- EXERCISE OBJECTIVE
Reproduce, unchanged, the items from the line containing "In this exercise you will indicate the concrete" through the line containing "x=217, y=122", including both of those lines.

- EXCERPTED DATA
• • • • • • •

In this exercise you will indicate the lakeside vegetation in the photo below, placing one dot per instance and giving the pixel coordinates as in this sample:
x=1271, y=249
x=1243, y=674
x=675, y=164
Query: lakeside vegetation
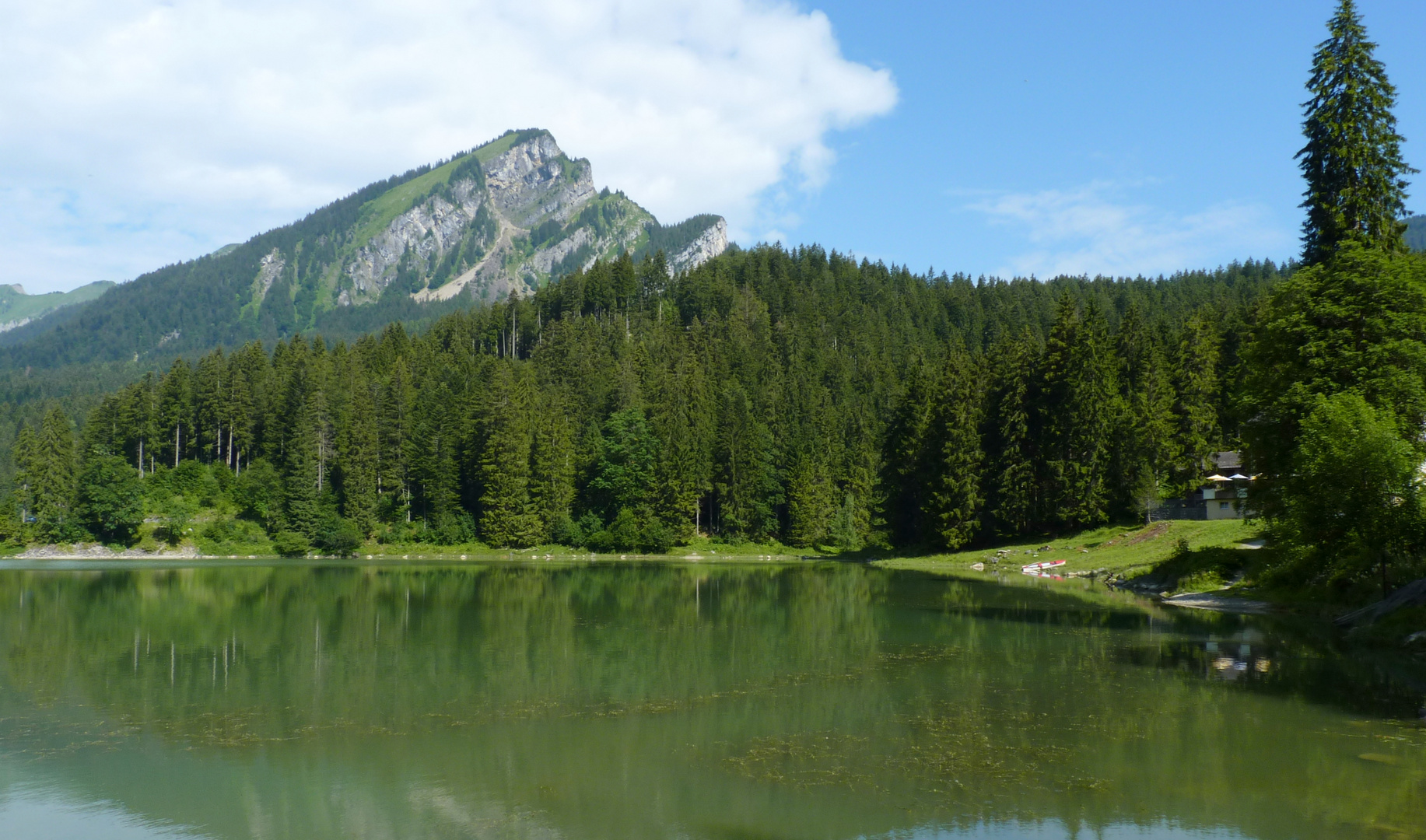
x=809, y=400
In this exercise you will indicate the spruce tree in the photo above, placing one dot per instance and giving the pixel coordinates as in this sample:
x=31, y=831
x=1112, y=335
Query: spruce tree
x=552, y=465
x=811, y=501
x=51, y=474
x=1198, y=354
x=1352, y=162
x=506, y=516
x=909, y=465
x=1078, y=414
x=955, y=498
x=1147, y=444
x=1013, y=487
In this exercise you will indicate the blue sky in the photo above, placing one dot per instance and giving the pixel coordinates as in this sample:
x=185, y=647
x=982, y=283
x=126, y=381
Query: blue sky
x=1091, y=137
x=1006, y=138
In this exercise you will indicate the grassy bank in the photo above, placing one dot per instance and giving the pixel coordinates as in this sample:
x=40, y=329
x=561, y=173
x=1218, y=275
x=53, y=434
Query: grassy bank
x=1119, y=551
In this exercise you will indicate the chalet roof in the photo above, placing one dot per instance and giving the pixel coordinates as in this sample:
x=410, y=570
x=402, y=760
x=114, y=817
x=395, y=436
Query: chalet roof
x=1228, y=463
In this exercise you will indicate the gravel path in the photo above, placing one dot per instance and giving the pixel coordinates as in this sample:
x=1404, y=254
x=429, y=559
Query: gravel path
x=1218, y=602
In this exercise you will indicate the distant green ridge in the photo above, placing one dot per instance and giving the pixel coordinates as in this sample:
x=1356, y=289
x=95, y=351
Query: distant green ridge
x=19, y=308
x=501, y=219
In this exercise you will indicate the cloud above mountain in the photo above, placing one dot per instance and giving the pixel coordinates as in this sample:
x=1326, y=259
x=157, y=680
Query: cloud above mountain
x=1100, y=229
x=138, y=133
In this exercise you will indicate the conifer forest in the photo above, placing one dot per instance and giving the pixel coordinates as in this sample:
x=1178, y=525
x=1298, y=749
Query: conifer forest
x=766, y=395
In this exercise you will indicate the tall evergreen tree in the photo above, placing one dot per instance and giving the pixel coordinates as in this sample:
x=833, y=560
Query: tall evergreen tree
x=1352, y=162
x=51, y=472
x=909, y=464
x=552, y=465
x=1013, y=488
x=1197, y=374
x=956, y=497
x=506, y=516
x=1147, y=444
x=1078, y=411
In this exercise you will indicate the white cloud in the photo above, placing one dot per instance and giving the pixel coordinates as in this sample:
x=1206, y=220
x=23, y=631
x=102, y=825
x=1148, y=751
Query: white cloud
x=1095, y=230
x=136, y=133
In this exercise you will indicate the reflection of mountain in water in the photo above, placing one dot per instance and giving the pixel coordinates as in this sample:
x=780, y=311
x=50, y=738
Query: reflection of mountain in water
x=659, y=701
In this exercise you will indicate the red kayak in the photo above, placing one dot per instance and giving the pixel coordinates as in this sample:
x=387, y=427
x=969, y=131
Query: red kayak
x=1039, y=566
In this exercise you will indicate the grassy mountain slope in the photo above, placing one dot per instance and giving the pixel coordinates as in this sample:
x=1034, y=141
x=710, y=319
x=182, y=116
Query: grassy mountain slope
x=496, y=220
x=19, y=308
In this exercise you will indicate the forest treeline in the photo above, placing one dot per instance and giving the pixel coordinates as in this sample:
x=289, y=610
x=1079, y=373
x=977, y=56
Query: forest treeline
x=769, y=394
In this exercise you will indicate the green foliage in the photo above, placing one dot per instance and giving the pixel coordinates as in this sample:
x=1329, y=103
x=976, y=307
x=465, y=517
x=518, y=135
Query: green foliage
x=177, y=514
x=1352, y=162
x=769, y=394
x=1354, y=499
x=1354, y=323
x=110, y=499
x=291, y=544
x=338, y=537
x=258, y=492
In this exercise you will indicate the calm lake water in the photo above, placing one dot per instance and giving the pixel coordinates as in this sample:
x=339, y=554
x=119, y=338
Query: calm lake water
x=727, y=702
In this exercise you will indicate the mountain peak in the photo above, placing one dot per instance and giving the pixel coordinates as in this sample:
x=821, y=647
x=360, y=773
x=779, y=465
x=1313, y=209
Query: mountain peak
x=501, y=219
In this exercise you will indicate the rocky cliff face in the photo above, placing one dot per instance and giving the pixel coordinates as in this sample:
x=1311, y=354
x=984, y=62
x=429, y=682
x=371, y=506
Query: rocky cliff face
x=503, y=219
x=708, y=246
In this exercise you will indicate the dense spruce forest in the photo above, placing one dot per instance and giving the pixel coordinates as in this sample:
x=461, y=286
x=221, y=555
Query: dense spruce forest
x=766, y=395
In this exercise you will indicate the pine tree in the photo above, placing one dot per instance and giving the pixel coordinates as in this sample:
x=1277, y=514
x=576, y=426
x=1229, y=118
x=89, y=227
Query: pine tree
x=1147, y=444
x=811, y=501
x=176, y=410
x=1197, y=410
x=357, y=444
x=909, y=464
x=552, y=465
x=955, y=499
x=506, y=515
x=1014, y=489
x=26, y=470
x=51, y=474
x=1352, y=162
x=748, y=488
x=1078, y=412
x=394, y=429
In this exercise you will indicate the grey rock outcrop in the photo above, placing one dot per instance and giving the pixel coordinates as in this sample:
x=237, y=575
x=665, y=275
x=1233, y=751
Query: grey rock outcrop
x=709, y=244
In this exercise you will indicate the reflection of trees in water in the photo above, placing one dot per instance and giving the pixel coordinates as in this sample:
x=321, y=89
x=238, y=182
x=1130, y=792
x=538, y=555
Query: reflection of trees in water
x=280, y=648
x=717, y=701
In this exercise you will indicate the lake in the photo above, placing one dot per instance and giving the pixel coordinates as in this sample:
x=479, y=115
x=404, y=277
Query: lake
x=650, y=701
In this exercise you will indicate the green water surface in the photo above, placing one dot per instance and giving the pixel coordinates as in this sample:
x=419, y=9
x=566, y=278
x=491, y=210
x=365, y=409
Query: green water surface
x=672, y=701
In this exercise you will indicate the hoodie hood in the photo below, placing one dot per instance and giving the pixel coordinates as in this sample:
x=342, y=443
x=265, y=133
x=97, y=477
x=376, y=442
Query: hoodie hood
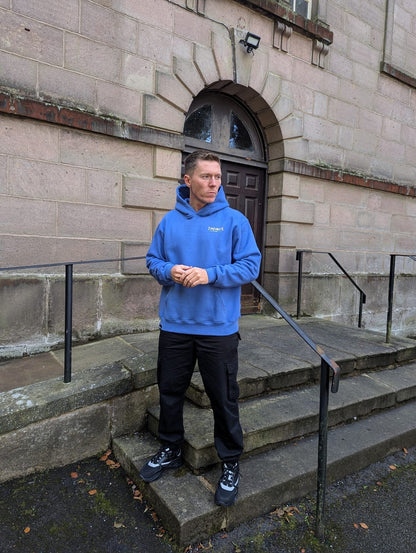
x=184, y=207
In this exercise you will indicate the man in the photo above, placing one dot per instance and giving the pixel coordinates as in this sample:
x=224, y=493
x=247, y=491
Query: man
x=201, y=254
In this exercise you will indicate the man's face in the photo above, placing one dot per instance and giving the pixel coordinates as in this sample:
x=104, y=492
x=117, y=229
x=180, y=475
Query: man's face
x=203, y=183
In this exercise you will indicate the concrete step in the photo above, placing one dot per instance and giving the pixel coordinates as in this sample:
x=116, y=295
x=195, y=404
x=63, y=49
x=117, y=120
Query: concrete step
x=273, y=357
x=277, y=418
x=185, y=501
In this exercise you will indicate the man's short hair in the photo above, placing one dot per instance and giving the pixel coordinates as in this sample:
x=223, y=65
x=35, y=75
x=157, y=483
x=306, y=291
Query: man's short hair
x=199, y=155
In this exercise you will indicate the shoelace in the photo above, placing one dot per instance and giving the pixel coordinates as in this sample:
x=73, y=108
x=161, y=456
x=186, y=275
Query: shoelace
x=161, y=453
x=228, y=474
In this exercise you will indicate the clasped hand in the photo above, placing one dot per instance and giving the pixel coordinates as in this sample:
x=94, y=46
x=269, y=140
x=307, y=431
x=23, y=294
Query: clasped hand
x=189, y=276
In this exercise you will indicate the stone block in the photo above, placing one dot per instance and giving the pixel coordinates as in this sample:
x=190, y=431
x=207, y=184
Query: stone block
x=30, y=139
x=120, y=31
x=343, y=216
x=155, y=44
x=134, y=267
x=128, y=412
x=205, y=62
x=340, y=65
x=259, y=70
x=66, y=87
x=92, y=58
x=304, y=72
x=318, y=129
x=128, y=303
x=23, y=314
x=172, y=90
x=167, y=163
x=148, y=193
x=35, y=250
x=160, y=114
x=119, y=101
x=343, y=112
x=90, y=221
x=17, y=72
x=185, y=27
x=320, y=106
x=27, y=216
x=31, y=39
x=154, y=12
x=3, y=175
x=33, y=179
x=222, y=48
x=188, y=74
x=271, y=88
x=104, y=188
x=85, y=295
x=65, y=16
x=137, y=73
x=55, y=442
x=102, y=152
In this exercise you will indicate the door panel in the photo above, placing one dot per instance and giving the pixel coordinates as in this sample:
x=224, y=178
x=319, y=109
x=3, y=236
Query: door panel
x=244, y=189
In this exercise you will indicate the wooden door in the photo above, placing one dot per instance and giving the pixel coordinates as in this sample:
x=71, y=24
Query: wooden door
x=244, y=189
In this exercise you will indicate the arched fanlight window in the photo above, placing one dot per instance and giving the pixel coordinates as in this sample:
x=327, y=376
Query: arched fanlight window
x=217, y=122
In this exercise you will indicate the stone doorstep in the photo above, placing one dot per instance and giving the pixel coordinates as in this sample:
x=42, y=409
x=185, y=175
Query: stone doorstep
x=185, y=502
x=52, y=398
x=273, y=419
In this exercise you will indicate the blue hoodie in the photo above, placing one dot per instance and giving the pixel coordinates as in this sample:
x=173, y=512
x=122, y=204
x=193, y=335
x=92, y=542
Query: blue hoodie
x=216, y=238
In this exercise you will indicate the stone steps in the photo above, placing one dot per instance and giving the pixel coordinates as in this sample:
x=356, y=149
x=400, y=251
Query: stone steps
x=372, y=414
x=185, y=501
x=278, y=418
x=271, y=359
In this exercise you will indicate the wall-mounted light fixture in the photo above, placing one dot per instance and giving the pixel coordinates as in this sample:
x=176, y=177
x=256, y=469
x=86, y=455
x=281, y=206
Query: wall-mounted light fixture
x=251, y=42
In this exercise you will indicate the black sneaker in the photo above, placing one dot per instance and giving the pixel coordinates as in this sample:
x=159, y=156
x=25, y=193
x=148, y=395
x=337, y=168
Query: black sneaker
x=166, y=458
x=227, y=488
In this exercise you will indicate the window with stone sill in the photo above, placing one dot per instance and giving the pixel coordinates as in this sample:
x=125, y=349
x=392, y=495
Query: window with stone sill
x=302, y=7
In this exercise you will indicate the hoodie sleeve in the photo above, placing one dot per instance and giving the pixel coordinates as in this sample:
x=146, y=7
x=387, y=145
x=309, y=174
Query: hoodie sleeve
x=246, y=259
x=156, y=259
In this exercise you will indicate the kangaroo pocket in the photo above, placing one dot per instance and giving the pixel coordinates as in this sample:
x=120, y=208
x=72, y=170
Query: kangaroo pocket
x=202, y=305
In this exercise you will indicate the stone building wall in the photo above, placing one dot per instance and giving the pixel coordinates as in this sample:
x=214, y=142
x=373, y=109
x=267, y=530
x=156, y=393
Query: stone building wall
x=93, y=99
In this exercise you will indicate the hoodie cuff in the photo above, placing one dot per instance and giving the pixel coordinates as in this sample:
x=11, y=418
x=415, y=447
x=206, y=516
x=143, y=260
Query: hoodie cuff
x=212, y=275
x=168, y=269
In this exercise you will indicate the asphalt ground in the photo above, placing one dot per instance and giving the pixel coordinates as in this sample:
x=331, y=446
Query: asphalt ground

• • • • • • •

- WRITTEN SOLUTION
In this exercise you will indicate the concrete step in the photo above, placing one dot per instance and giving the pixel coordinates as in this sample:
x=116, y=295
x=195, y=404
x=63, y=49
x=117, y=120
Query: concrete step
x=273, y=357
x=277, y=418
x=185, y=501
In this exercise you will indicate the man's short hair in the photo above, placing one dot per instance and giving the pixel coordinates as in this sample:
x=223, y=65
x=35, y=75
x=157, y=483
x=306, y=291
Query: man's short hair
x=199, y=155
In this exercise you will indicate the shoelace in the photo above, placing one dot per instance and giving the pixel coordinates as in this sample:
x=73, y=108
x=161, y=456
x=186, y=275
Query: shoelace
x=161, y=453
x=228, y=474
In this exercise you will indicate the clasped hand in the photo above, placing one dot per instance and giving the pixel coordinates as in this sample:
x=94, y=46
x=269, y=140
x=307, y=431
x=23, y=294
Query: clasped hand
x=189, y=276
In this exercise you will indicate the stone block in the photo above, placing one dot per instance and giving the pixel coordinates as in this sample:
x=190, y=431
x=207, y=184
Query: stone block
x=30, y=139
x=120, y=31
x=343, y=216
x=155, y=44
x=134, y=267
x=128, y=412
x=205, y=62
x=340, y=65
x=259, y=70
x=66, y=87
x=92, y=58
x=304, y=72
x=318, y=129
x=128, y=303
x=23, y=314
x=172, y=90
x=167, y=163
x=148, y=193
x=35, y=250
x=160, y=114
x=119, y=101
x=343, y=112
x=90, y=221
x=17, y=72
x=185, y=27
x=320, y=106
x=27, y=216
x=31, y=39
x=154, y=12
x=3, y=175
x=33, y=179
x=222, y=48
x=188, y=74
x=271, y=88
x=104, y=188
x=85, y=295
x=65, y=16
x=137, y=73
x=55, y=442
x=102, y=152
In this exercise you will indicate the door panel in the photo above, placing one dot per instance and giving the pixel coordinates as in this sample:
x=224, y=178
x=319, y=109
x=3, y=236
Query: door panel
x=244, y=189
In this exercise you will indicate the wooden door in the photo above, placing one dot per instance and giving the pixel coordinates as in this sample:
x=71, y=24
Query: wooden door
x=244, y=189
In this exercise you will indicate the arched fanlight window in the photo above, placing one dot per instance and giving the pixel coordinates as in this sample:
x=327, y=376
Query: arched fanlight window
x=217, y=122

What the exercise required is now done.